» **Data in this exercise**
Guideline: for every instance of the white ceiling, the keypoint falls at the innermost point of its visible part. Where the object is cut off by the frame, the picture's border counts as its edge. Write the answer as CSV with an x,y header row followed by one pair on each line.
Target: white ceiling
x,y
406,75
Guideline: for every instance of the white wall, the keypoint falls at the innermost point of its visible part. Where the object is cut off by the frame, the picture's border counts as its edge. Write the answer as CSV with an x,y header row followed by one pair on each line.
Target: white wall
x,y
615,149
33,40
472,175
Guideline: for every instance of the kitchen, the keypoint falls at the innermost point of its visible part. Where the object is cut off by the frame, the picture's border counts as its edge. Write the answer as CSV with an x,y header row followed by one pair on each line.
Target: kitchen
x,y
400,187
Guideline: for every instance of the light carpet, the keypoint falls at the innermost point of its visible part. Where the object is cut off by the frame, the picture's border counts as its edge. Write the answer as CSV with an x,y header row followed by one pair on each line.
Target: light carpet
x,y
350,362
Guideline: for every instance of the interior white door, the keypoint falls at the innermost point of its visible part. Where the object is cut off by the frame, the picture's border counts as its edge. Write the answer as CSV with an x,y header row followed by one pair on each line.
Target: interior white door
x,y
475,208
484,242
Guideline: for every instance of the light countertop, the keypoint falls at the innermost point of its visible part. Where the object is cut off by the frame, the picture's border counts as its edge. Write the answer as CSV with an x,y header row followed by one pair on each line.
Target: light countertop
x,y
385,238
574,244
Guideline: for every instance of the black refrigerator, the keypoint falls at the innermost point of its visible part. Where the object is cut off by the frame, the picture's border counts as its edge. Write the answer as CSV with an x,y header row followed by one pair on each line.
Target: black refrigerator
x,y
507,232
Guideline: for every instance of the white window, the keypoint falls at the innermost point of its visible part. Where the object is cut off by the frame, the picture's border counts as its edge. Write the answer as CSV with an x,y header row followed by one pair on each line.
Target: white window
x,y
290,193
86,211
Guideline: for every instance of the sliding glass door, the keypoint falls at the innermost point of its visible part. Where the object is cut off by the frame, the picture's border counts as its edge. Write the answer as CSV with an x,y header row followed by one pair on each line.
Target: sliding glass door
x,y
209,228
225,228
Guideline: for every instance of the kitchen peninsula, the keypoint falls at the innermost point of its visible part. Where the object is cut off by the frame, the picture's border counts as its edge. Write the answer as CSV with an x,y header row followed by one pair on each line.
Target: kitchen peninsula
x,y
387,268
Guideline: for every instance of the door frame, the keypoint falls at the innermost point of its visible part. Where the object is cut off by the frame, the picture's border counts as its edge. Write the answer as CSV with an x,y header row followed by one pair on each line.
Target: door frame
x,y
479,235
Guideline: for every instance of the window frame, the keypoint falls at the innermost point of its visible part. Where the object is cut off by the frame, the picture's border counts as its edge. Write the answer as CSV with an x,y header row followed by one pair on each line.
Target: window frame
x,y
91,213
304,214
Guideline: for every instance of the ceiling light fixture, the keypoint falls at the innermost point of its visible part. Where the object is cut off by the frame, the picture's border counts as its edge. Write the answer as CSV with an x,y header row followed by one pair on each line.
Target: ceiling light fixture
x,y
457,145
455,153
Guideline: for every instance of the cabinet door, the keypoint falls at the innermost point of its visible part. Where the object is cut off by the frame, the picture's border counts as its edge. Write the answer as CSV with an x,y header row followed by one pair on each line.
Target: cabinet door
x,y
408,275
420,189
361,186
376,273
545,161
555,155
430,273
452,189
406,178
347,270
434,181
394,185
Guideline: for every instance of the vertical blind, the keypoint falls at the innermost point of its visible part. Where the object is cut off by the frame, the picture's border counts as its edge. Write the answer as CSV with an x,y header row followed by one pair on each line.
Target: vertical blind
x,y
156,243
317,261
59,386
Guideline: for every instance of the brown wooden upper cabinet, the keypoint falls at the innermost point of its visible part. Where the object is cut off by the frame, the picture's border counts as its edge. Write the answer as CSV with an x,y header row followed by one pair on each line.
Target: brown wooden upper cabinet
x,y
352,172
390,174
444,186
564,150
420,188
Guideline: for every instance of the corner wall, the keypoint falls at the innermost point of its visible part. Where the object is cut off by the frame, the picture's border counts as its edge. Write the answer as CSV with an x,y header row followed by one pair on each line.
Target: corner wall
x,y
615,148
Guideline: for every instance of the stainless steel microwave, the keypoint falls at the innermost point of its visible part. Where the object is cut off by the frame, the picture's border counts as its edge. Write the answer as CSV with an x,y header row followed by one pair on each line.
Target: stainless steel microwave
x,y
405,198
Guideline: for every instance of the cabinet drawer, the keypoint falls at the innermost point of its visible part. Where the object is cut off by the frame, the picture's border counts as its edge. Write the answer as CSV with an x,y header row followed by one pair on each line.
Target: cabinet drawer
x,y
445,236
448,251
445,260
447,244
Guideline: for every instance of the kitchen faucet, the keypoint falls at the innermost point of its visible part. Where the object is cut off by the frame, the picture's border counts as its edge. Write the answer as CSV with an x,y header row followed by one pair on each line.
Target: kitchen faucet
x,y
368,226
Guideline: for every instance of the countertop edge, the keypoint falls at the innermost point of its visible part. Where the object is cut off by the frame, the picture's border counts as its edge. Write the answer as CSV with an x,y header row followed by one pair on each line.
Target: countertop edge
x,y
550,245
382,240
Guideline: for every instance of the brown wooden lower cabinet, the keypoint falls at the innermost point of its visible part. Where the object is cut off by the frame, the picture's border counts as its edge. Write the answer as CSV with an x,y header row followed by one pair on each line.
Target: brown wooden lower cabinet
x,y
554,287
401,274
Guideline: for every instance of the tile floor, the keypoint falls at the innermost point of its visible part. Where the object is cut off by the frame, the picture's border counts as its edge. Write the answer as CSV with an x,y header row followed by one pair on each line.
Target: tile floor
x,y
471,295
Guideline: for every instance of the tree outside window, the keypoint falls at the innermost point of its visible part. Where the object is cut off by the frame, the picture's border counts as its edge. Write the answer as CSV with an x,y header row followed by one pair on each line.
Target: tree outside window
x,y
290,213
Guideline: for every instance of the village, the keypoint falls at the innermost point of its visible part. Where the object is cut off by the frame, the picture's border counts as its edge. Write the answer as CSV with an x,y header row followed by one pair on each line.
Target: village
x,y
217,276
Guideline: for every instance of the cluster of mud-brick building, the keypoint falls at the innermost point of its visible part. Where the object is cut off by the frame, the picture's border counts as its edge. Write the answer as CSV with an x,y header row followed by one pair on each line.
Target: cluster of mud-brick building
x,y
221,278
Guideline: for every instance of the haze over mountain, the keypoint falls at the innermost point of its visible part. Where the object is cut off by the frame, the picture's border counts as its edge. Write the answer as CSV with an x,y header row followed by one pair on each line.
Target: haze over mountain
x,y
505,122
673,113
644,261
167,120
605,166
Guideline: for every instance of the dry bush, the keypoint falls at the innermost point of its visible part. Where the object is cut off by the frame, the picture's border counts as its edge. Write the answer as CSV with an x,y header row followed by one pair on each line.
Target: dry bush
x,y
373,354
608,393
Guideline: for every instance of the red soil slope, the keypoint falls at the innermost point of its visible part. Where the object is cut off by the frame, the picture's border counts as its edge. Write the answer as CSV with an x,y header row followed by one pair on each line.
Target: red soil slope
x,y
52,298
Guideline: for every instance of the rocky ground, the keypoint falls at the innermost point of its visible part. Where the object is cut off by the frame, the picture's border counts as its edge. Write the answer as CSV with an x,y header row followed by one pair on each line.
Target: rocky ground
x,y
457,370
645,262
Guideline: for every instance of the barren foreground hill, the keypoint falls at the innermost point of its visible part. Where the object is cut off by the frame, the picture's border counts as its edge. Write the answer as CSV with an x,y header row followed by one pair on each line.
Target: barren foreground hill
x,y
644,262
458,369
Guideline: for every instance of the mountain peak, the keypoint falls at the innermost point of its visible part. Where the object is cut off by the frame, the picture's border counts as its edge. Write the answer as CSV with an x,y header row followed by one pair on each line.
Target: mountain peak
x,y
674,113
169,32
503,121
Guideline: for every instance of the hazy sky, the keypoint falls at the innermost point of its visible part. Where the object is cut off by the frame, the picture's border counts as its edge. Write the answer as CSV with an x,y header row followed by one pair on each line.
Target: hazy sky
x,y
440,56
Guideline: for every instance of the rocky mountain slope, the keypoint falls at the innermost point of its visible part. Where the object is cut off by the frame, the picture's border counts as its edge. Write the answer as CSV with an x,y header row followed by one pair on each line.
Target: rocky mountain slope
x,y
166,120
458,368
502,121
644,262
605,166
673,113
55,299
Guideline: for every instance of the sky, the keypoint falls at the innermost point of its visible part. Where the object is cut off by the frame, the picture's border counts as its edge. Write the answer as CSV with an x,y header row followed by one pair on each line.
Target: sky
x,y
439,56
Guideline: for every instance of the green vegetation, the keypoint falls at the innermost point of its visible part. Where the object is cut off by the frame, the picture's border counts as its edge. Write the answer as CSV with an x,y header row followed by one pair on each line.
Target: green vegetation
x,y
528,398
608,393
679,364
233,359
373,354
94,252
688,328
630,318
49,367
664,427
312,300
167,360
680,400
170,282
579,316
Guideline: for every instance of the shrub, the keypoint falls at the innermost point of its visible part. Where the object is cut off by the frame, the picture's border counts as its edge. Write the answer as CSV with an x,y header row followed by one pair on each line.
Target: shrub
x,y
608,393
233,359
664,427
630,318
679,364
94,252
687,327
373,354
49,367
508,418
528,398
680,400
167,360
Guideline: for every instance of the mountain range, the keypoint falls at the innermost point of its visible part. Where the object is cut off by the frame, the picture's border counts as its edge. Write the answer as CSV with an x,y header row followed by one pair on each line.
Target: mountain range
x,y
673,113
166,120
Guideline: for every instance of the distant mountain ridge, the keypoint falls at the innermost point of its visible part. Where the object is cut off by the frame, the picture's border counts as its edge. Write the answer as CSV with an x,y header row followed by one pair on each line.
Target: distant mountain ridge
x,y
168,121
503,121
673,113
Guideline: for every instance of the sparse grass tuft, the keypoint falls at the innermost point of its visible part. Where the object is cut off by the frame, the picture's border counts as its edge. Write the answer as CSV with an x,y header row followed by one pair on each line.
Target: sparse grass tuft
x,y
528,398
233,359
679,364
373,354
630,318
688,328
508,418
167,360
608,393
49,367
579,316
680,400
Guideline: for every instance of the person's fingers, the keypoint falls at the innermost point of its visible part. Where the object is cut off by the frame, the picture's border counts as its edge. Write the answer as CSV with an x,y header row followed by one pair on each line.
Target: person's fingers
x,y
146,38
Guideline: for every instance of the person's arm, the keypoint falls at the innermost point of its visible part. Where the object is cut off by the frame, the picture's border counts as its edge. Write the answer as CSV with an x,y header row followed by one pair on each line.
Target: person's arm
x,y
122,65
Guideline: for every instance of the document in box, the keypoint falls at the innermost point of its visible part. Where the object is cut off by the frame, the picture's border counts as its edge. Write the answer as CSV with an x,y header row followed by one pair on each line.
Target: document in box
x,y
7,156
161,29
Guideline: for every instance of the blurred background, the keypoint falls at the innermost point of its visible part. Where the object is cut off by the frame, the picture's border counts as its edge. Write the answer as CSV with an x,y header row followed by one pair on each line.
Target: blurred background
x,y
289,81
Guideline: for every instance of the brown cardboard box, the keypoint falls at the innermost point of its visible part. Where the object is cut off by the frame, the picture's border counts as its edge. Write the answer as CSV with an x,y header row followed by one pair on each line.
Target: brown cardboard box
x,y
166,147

» **Exercise**
Reproduce the material above verbatim, starting at the line that contains "Guideline: for every instance of the blurred" and continuing through the final line of the material.

» **Answer below**
Guideline: for every instance of the blurred background, the keypoint falls at the innermost point of its visible part. Where the object is cut off by the frame, the picture's border counts as its edge. Write the answer as CSV with an x,y header row followed by one pair on each line.
Target: blurred background
x,y
289,81
Guideline: for every instance of the brown cardboard box, the keypoint falls at the innermost point of its visible part. Where the object is cut off by the frame, the picture's border counts as its edge. Write the answer as CSV with an x,y header row followed by one pair on each line.
Target: brown cardboard box
x,y
166,147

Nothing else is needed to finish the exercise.